### 練習問題
(a) 『波』の書評によると、ヴァージニア・ウルフは原稿を書き上げるといつも真っ先に誰に評価を求めていたか。
(b) 下にある記録の先頭の行から「[[187, 113, 267, 171]]」を含む行までを、両端の行も含めてそのまま抜き出してください。画像は答えに入れないでください。

### 本文
______

オオヌマユウ Book Review ⑤
「球体としての人生
  ──ヴァージニア・ウルフ『波』(川本静子訳、みすず書房──
 

 
  「わたしはこういう幻想にとりつかれる。何かが一瞬くっついて、丸みと重さと深さを加え、完全なものになるといったような。さしあたり、こういったものが、わたしの人生であるようだな。できるものなら、あなたにそれをそっくりそのままお渡ししたいのだが。葡萄の房をちぎり取るように、それをちぎり取りたいのだが。『受け取ってください。これがわたしの人生です』と言ってみたいのだが」[1]

 いきなり他作品の話になるが、ウルフの作品についての数ある書評の中で、おそらく最も有名なものは『ジェイコブの部屋』(1922年)についてのレナード・ウルフによる「人物たちは幽霊だ」という言葉だろう[2]ヴァージニア・ウルフは、同じく作家であり、夫であり、彼女の最大の理解者であるレナードに原稿を書き上げるといつも真っ先に彼に評価を求めていたという。彼は常に世界で最初のウルフ作品の読者であった。

______

### 提供された記録
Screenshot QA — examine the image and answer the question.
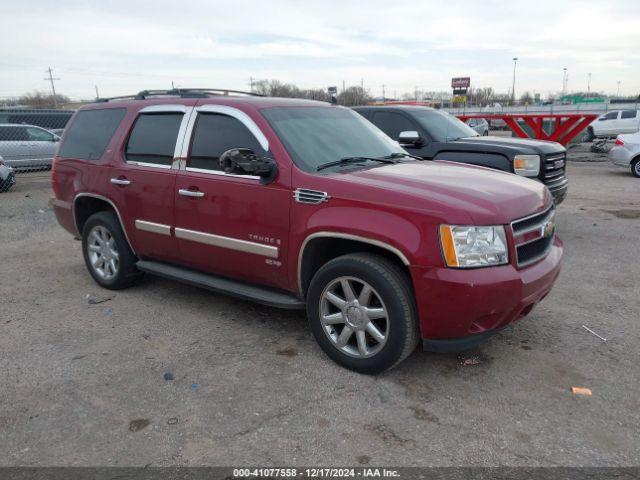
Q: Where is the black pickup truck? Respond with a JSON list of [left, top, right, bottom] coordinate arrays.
[[354, 105, 569, 204]]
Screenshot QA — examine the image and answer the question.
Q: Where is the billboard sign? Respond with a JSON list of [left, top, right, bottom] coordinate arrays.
[[451, 77, 471, 90]]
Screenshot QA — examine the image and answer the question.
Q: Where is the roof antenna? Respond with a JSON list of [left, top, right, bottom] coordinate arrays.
[[327, 87, 338, 105]]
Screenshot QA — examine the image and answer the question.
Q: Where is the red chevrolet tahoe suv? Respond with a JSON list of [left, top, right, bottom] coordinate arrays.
[[52, 89, 562, 373]]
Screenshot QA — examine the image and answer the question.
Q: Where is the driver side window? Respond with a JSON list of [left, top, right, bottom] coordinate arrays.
[[187, 113, 267, 171]]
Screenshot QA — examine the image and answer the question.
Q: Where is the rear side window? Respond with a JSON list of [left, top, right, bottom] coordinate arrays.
[[125, 113, 183, 166], [58, 108, 126, 160], [600, 112, 618, 122], [373, 112, 417, 140], [188, 113, 266, 170], [0, 127, 29, 142]]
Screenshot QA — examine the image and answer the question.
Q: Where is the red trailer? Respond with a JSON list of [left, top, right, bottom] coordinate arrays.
[[456, 113, 598, 145]]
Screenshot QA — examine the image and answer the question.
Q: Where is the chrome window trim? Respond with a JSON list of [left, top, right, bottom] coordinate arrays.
[[135, 220, 171, 237], [174, 227, 280, 258], [138, 104, 188, 114], [189, 104, 269, 152], [176, 105, 269, 180], [184, 167, 260, 180], [125, 160, 173, 170], [73, 192, 136, 255], [298, 232, 410, 295], [123, 104, 195, 170]]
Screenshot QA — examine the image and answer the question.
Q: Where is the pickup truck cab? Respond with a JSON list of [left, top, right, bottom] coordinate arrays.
[[354, 105, 569, 205], [52, 90, 562, 373]]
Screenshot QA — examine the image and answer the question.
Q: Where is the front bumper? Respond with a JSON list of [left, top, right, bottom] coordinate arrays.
[[609, 147, 633, 168], [411, 237, 563, 351]]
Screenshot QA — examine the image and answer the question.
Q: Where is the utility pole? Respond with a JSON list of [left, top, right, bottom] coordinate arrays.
[[45, 67, 60, 108], [511, 57, 518, 104]]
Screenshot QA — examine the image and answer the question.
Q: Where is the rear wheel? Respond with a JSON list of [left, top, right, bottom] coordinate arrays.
[[82, 211, 143, 290], [584, 127, 596, 142], [307, 253, 418, 374]]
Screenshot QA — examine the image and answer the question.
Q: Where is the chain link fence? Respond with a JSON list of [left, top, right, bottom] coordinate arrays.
[[0, 108, 74, 193]]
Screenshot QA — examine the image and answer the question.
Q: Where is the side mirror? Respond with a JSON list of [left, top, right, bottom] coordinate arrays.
[[398, 130, 422, 147], [219, 148, 278, 184]]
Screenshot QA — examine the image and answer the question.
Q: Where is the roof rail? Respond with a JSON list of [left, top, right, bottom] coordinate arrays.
[[96, 88, 264, 102]]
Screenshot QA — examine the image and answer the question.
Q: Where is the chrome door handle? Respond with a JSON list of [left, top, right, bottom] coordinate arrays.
[[178, 188, 204, 198], [111, 178, 131, 185]]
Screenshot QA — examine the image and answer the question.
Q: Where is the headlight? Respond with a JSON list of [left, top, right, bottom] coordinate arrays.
[[440, 225, 508, 268], [513, 155, 540, 177]]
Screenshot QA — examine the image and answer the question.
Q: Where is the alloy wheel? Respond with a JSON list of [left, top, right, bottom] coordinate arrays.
[[87, 225, 120, 280], [320, 277, 389, 358]]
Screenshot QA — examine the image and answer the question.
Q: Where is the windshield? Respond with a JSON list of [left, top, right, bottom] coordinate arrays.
[[261, 107, 406, 172], [412, 109, 478, 142]]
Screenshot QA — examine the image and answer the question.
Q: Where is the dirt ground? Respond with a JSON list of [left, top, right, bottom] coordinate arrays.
[[0, 151, 640, 466]]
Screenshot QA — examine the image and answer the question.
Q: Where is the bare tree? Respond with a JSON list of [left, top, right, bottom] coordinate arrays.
[[338, 86, 373, 107], [12, 90, 71, 108]]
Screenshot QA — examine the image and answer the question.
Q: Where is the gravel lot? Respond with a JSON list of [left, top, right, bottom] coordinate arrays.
[[0, 150, 640, 466]]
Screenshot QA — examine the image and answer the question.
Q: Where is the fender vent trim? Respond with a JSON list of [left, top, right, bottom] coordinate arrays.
[[293, 188, 331, 205]]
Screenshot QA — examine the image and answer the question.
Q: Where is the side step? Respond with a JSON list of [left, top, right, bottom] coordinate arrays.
[[136, 260, 305, 310]]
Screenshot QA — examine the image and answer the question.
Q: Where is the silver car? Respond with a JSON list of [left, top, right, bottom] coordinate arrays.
[[0, 123, 60, 171], [609, 132, 640, 178], [467, 118, 489, 137]]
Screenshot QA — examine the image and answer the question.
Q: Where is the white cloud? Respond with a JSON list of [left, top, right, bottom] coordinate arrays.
[[0, 0, 640, 97]]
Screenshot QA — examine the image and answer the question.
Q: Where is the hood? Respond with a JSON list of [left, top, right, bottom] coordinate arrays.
[[334, 161, 552, 225], [454, 136, 566, 155]]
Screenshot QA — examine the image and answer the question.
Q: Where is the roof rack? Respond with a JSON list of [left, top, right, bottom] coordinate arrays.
[[96, 88, 264, 102]]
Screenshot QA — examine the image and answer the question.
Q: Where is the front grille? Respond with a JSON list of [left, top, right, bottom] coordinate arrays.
[[511, 206, 556, 267], [540, 152, 567, 190]]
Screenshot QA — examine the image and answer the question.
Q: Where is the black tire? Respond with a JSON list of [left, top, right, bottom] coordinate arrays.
[[584, 127, 596, 142], [631, 157, 640, 178], [307, 253, 419, 374], [82, 211, 144, 290], [0, 172, 16, 193]]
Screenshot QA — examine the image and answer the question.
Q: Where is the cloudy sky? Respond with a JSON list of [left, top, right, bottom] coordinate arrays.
[[0, 0, 640, 99]]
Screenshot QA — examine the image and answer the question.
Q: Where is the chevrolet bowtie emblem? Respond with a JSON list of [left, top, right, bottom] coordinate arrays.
[[542, 220, 555, 237]]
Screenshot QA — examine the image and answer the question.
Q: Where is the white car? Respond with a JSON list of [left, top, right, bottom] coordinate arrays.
[[587, 110, 640, 141], [609, 132, 640, 178]]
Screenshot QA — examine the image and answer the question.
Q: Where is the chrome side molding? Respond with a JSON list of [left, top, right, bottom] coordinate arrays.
[[174, 227, 279, 258], [136, 220, 171, 237]]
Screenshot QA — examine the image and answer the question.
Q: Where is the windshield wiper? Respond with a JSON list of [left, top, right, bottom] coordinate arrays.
[[381, 152, 424, 160], [316, 156, 398, 172]]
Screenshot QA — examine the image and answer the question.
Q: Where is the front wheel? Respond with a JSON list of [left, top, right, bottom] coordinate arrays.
[[631, 157, 640, 178], [307, 253, 418, 374], [584, 127, 596, 142], [82, 211, 143, 290]]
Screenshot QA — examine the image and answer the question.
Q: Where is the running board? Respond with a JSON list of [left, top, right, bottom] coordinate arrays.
[[136, 260, 305, 310]]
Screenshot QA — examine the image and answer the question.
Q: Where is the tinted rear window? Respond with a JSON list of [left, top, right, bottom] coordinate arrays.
[[58, 108, 126, 160], [126, 113, 183, 165]]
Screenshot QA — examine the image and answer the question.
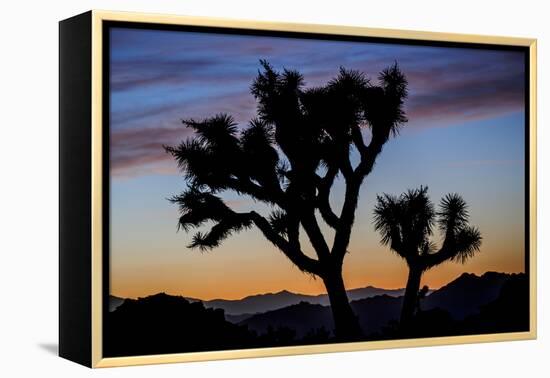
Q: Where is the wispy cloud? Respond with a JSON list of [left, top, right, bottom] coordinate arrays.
[[110, 29, 524, 176], [110, 126, 191, 177]]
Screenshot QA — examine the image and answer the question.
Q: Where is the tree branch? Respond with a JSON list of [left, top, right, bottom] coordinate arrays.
[[316, 170, 340, 228], [250, 211, 321, 275], [301, 209, 330, 261]]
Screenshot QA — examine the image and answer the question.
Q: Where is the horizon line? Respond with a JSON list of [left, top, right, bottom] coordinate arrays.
[[109, 270, 526, 302]]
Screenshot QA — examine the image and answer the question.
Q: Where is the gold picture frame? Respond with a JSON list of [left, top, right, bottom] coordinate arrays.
[[60, 10, 537, 368]]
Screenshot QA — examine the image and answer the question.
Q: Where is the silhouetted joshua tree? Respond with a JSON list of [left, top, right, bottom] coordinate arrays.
[[165, 61, 407, 339], [374, 187, 481, 329]]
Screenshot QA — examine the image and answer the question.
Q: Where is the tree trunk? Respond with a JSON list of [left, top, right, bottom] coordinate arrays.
[[400, 267, 422, 330], [323, 269, 362, 341]]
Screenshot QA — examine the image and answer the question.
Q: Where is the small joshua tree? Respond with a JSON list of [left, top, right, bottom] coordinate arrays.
[[374, 187, 481, 329], [166, 61, 407, 340]]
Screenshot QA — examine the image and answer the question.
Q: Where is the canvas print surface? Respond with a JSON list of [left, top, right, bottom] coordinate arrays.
[[103, 24, 529, 357]]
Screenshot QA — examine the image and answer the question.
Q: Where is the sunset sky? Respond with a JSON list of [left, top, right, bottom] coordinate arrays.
[[110, 28, 525, 299]]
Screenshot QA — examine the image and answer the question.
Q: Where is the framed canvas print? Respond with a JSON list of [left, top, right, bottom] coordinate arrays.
[[59, 11, 536, 367]]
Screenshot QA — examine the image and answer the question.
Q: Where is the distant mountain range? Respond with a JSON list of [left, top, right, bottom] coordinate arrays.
[[104, 272, 529, 356], [198, 286, 404, 316], [109, 286, 404, 316], [240, 272, 516, 337]]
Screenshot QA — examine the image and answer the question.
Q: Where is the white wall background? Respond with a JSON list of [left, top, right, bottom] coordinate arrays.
[[0, 0, 550, 378]]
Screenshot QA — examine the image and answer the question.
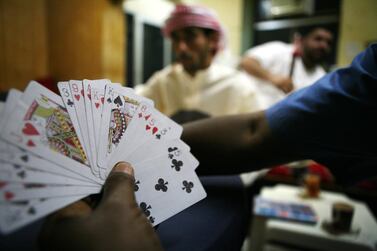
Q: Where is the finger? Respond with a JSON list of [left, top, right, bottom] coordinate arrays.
[[99, 162, 136, 209]]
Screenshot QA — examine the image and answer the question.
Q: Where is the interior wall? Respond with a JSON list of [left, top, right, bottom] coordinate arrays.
[[181, 0, 243, 55], [47, 0, 125, 83], [0, 0, 48, 91], [337, 0, 377, 66]]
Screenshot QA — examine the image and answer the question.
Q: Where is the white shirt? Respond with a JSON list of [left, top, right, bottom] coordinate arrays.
[[245, 41, 326, 109], [136, 64, 259, 116]]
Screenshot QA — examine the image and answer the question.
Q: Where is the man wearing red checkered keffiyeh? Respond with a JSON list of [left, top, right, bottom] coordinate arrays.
[[136, 4, 259, 119]]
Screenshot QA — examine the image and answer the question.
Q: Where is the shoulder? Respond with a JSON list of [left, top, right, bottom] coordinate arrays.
[[211, 64, 254, 91]]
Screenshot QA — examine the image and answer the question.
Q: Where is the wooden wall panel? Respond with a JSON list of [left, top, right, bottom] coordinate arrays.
[[47, 0, 125, 82], [0, 0, 48, 90]]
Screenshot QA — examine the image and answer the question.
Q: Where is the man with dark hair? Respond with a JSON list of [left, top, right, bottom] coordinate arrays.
[[240, 26, 333, 108], [136, 5, 259, 117]]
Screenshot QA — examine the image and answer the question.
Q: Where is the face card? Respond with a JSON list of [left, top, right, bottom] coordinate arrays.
[[91, 79, 111, 158], [0, 160, 95, 186], [0, 181, 101, 203], [131, 164, 206, 226], [83, 79, 100, 177], [69, 80, 95, 171], [0, 140, 93, 182], [109, 103, 182, 171], [58, 82, 90, 170], [98, 85, 153, 171], [127, 139, 190, 168], [1, 81, 103, 184]]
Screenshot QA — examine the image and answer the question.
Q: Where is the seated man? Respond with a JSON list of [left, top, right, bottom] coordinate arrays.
[[136, 5, 259, 120], [39, 44, 377, 251], [240, 26, 333, 109]]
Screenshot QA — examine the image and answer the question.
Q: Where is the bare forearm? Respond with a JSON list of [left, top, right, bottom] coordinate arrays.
[[183, 112, 293, 174]]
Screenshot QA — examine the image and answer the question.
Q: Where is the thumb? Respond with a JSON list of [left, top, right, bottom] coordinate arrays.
[[101, 162, 136, 207]]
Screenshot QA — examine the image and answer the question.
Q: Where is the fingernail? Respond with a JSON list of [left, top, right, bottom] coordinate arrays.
[[113, 161, 134, 177]]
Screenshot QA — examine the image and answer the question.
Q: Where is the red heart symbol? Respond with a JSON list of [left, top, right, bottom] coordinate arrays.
[[0, 181, 7, 188], [26, 139, 35, 146], [22, 123, 39, 135], [4, 191, 14, 200]]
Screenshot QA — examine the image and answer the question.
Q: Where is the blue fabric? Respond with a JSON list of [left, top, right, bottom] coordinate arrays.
[[266, 44, 377, 183]]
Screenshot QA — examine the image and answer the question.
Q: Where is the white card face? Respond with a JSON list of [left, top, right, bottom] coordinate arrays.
[[109, 103, 182, 171], [98, 85, 153, 168], [0, 195, 85, 234], [0, 79, 206, 233], [69, 80, 94, 172], [83, 79, 100, 177], [0, 140, 93, 182], [1, 82, 103, 184]]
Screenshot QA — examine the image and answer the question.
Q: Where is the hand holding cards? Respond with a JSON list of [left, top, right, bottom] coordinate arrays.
[[0, 80, 206, 233]]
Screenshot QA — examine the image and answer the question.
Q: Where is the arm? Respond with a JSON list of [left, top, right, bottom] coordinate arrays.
[[39, 162, 162, 251], [240, 57, 293, 93], [182, 112, 298, 174]]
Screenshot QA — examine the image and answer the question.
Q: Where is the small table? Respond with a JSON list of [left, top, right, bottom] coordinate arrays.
[[250, 185, 377, 251]]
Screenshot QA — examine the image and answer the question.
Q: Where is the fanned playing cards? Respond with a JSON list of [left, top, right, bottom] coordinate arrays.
[[0, 79, 206, 233]]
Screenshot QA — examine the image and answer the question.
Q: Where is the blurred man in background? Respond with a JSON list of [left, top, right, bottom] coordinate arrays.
[[136, 2, 259, 122], [240, 26, 333, 108]]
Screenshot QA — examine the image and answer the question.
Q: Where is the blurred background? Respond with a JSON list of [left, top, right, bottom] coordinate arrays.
[[0, 0, 377, 91]]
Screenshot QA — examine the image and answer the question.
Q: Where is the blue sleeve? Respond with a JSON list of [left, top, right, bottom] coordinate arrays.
[[266, 44, 377, 183]]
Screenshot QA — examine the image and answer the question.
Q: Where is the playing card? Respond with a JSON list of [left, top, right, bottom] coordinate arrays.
[[0, 184, 100, 203], [91, 79, 111, 160], [58, 81, 94, 172], [0, 89, 22, 128], [0, 79, 206, 236], [1, 82, 103, 184], [126, 139, 190, 164], [0, 195, 85, 234], [83, 79, 101, 177], [135, 165, 206, 226], [98, 85, 153, 172]]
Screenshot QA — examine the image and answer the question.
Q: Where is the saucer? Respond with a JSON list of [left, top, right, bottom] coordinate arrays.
[[321, 220, 361, 235]]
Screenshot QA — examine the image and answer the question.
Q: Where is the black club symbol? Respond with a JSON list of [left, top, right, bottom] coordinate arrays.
[[182, 180, 194, 193], [140, 202, 152, 217], [149, 216, 154, 223], [171, 159, 183, 172], [154, 178, 168, 192], [134, 180, 140, 192]]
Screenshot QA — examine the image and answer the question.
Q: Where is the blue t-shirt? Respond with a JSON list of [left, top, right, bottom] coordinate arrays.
[[266, 44, 377, 183]]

______

### 解答一覧
(a) 夫で作家でもあるレナード・ウルフです。

(b)
Screenshot QA — examine the image and answer the question.
Q: Where is the black pickup truck? Respond with a JSON list of [left, top, right, bottom] coordinate arrays.
[[354, 105, 569, 204]]
Screenshot QA — examine the image and answer the question.
Q: Where is the billboard sign? Respond with a JSON list of [left, top, right, bottom] coordinate arrays.
[[451, 77, 471, 90]]
Screenshot QA — examine the image and answer the question.
Q: Where is the roof antenna? Respond with a JSON list of [left, top, right, bottom] coordinate arrays.
[[327, 87, 338, 105]]
Screenshot QA — examine the image and answer the question.
Q: Where is the red chevrolet tahoe suv? Respond with a JSON list of [left, top, right, bottom] coordinate arrays.
[[52, 89, 562, 373]]
Screenshot QA — examine the image and answer the question.
Q: Where is the driver side window? Respond with a JSON list of [left, top, right, bottom] coordinate arrays.
[[187, 113, 267, 171]]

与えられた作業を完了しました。